Sophie Paquin, conseillère en urbanisme et santé publique à la Direction de santé publique de la ville de Montréal, nous expliquait en entrevue ce qui définit un environnement favorable à la santé ou au contraire non favorable à la santé (comme les centres d’achats éloignés des lignes de transport en commun). De plus, elle dressait un portrait en demi-teinte de Montréal en tant que ville favorable à la santé. La métropole québécoise se classant dans le trio de tête canadien en terme d’utilisation des transports en commun (TEC), mais péchant sur la question des traumatismes routiers principalement à cause de la vulnérabilité des piétons et des cyclistes face aux véhicules. Finalement, elle mentionnait l’efficacité des mesures basées sur la modification de l’environnement urbain (design, mesures d’apaisement de la circulation, marchabilité augmentée) ou sur le type de restauration disponible dans un quartier favorisant une alimentation saine au détriment de la malbouffe, connue pour être un des facteurs augmentant l’obésité ainsi que les maladies cardiovasculaires.

Objectif de l'exercice -
D'après le texte fourni, pourquoi Montréal donne-t-elle une image en demi-teinte comme ville favorable à la santé ? Expliquez-le en une à trois phrases.

Informations extraites -

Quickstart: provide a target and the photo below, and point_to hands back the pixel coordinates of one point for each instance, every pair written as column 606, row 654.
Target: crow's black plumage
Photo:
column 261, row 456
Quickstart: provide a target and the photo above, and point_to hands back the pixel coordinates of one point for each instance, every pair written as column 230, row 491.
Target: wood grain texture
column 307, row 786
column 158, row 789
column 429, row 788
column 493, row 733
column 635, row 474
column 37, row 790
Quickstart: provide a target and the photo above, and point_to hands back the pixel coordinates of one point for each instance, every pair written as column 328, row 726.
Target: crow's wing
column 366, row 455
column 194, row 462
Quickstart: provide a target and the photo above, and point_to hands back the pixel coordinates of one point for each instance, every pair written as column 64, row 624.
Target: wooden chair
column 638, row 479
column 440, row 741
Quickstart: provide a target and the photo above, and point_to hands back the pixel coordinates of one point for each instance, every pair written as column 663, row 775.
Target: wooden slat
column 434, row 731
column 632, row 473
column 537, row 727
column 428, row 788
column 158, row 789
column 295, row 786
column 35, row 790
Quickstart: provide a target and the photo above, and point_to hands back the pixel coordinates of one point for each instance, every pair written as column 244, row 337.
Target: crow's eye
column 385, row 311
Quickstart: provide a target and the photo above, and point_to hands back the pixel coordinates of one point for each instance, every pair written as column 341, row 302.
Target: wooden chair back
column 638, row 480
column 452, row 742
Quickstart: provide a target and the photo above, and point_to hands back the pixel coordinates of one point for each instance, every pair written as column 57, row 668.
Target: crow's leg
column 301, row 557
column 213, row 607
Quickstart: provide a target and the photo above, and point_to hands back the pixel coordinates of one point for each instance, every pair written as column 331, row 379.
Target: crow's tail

Corrigé -
Montréal fait partie des trois villes canadiennes où l'on utilise le plus les transports en commun, ce qui joue en sa faveur. Elle pèche par contre sur les traumatismes routiers, surtout parce que les piétons et les cyclistes sont vulnérables face aux véhicules.